» RECORDS SHOWN
=====

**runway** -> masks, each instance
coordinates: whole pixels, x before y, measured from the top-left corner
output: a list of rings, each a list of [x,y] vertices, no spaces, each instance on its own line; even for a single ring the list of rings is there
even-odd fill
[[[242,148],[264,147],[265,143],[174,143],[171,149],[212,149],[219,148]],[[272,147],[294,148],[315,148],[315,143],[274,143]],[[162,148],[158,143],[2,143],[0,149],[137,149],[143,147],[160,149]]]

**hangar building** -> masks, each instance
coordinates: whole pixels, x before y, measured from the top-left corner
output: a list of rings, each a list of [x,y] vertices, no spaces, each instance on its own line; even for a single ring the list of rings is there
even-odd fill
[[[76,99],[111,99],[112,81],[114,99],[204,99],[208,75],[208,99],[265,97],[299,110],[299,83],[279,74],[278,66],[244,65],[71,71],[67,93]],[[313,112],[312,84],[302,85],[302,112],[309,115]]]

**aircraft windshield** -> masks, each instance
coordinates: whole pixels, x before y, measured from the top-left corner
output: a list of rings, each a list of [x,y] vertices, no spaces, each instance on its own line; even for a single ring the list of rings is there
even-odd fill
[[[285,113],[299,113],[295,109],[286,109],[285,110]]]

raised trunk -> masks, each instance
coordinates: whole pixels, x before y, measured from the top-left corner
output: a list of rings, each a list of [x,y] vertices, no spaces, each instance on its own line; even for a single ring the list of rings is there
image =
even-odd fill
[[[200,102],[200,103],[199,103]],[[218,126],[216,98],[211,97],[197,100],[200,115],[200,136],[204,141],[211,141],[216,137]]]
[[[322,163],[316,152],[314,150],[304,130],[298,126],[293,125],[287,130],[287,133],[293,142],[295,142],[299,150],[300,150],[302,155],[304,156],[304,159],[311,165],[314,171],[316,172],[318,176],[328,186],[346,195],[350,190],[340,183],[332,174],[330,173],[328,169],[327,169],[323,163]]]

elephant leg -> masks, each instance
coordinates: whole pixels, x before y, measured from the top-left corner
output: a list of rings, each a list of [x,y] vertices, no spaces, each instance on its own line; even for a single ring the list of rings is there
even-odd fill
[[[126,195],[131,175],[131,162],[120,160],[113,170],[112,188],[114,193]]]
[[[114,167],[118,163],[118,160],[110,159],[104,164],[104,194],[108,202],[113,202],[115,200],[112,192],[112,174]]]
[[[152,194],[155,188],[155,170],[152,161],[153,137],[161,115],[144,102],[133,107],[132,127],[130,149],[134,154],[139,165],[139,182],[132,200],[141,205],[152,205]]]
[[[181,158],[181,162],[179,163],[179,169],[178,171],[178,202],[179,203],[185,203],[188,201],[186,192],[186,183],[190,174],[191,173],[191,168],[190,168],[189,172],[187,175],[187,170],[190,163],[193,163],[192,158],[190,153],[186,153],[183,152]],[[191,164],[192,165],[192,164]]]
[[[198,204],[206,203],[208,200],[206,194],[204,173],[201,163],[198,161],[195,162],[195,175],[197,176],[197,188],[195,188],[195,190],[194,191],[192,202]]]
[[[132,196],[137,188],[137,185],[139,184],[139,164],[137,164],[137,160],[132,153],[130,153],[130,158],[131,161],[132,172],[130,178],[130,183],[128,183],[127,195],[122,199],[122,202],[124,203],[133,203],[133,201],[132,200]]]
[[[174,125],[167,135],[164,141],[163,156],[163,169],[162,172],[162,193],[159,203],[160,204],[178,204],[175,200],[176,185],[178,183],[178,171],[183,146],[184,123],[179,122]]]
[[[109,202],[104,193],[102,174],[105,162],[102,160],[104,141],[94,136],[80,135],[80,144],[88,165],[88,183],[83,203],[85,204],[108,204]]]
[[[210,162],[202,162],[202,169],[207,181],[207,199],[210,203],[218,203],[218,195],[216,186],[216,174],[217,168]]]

=====

» GOAL OF THE EXERCISE
Reproduce all of the data above line for line, without altering any character.

» FINAL ANSWER
**runway** -> masks, each instance
coordinates: whole pixels, x before y, measured from the top-left corner
output: a list of rings, each a list of [x,y] vertices, no spaces, each instance on its own line; even for a single ring the list of rings is there
even-odd fill
[[[242,148],[264,147],[265,143],[174,143],[171,149],[212,149],[219,148]],[[272,147],[294,148],[315,148],[315,143],[274,143]],[[162,148],[158,143],[2,143],[0,149],[137,149],[143,147],[160,149]]]

**hangar building** -> masks, each instance
coordinates: whole pixels, x before y, measured from the top-left corner
output: a list of rings, each a list of [x,y] vertices, no spaces, each instance on its own line; even for a single ring the list of rings is there
even-odd fill
[[[76,99],[111,99],[112,81],[114,99],[204,99],[208,75],[208,99],[265,97],[299,110],[299,83],[279,74],[278,66],[244,65],[71,71],[67,93]],[[313,112],[312,84],[302,85],[302,112],[309,115]]]

**aircraft windshield** -> masks, each instance
coordinates: whole pixels, x before y, measured from the top-left corner
output: a list of rings, each a list of [x,y] vertices, no spaces, each instance on its own line; even for a single ring the list of rings is there
even-odd fill
[[[285,113],[299,113],[295,109],[286,109],[285,110]]]

raised trunk -> masks, each instance
coordinates: whole pixels, x before y, measured from the top-left corner
output: a list of rings, each a list of [x,y] vertices, no spaces, each instance on its own line; even for a single ring the list of rings is there
image =
even-odd fill
[[[200,102],[200,103],[199,103]],[[218,126],[216,98],[211,97],[197,100],[200,115],[200,136],[204,141],[211,141],[216,137]]]
[[[322,163],[316,152],[314,150],[304,130],[298,126],[293,125],[287,130],[287,133],[293,142],[295,142],[299,150],[300,150],[302,155],[304,156],[304,159],[311,165],[314,171],[316,172],[318,176],[328,186],[346,195],[350,190],[340,183],[332,174],[330,173],[328,169],[327,169],[323,163]]]

elephant leg -> masks, each instance
coordinates: whole pixels, x before y, measured from the top-left corner
output: a list of rings, each a list of [x,y] vertices, no spaces, each instance on its own line; even for a single ring the list of rings is there
even-odd fill
[[[126,195],[131,175],[131,162],[120,160],[113,170],[112,188],[114,193]]]
[[[114,167],[118,163],[118,160],[110,159],[104,164],[104,194],[108,202],[113,202],[115,200],[112,192],[112,174]]]
[[[152,194],[155,188],[155,170],[152,161],[153,137],[161,115],[144,102],[133,107],[132,127],[130,149],[134,154],[139,165],[139,182],[132,200],[141,205],[152,205]]]
[[[181,158],[181,162],[179,163],[179,169],[178,171],[178,202],[179,203],[185,203],[188,201],[186,192],[186,183],[190,174],[191,173],[191,168],[190,168],[189,172],[187,175],[187,170],[190,163],[193,163],[192,158],[190,153],[186,153],[183,152]],[[191,164],[192,165],[192,164]]]
[[[198,204],[206,203],[208,200],[206,194],[204,173],[201,163],[198,161],[195,162],[195,175],[197,176],[197,188],[195,188],[195,190],[194,191],[192,202]]]
[[[132,196],[137,188],[137,185],[139,184],[139,164],[137,164],[137,160],[132,153],[130,153],[130,158],[131,161],[132,172],[130,178],[130,183],[128,183],[127,195],[122,199],[122,202],[124,203],[133,203],[133,201],[132,200]]]
[[[174,125],[167,135],[164,141],[163,156],[163,169],[162,172],[162,193],[159,203],[160,204],[178,204],[175,200],[176,185],[178,183],[178,171],[183,146],[184,123],[179,122]]]
[[[109,202],[104,193],[102,174],[105,162],[102,160],[104,141],[94,136],[80,135],[80,144],[88,165],[88,183],[83,203],[85,204],[108,204]]]
[[[210,162],[202,162],[202,169],[207,181],[207,199],[210,203],[218,203],[218,195],[216,186],[216,174],[217,168]]]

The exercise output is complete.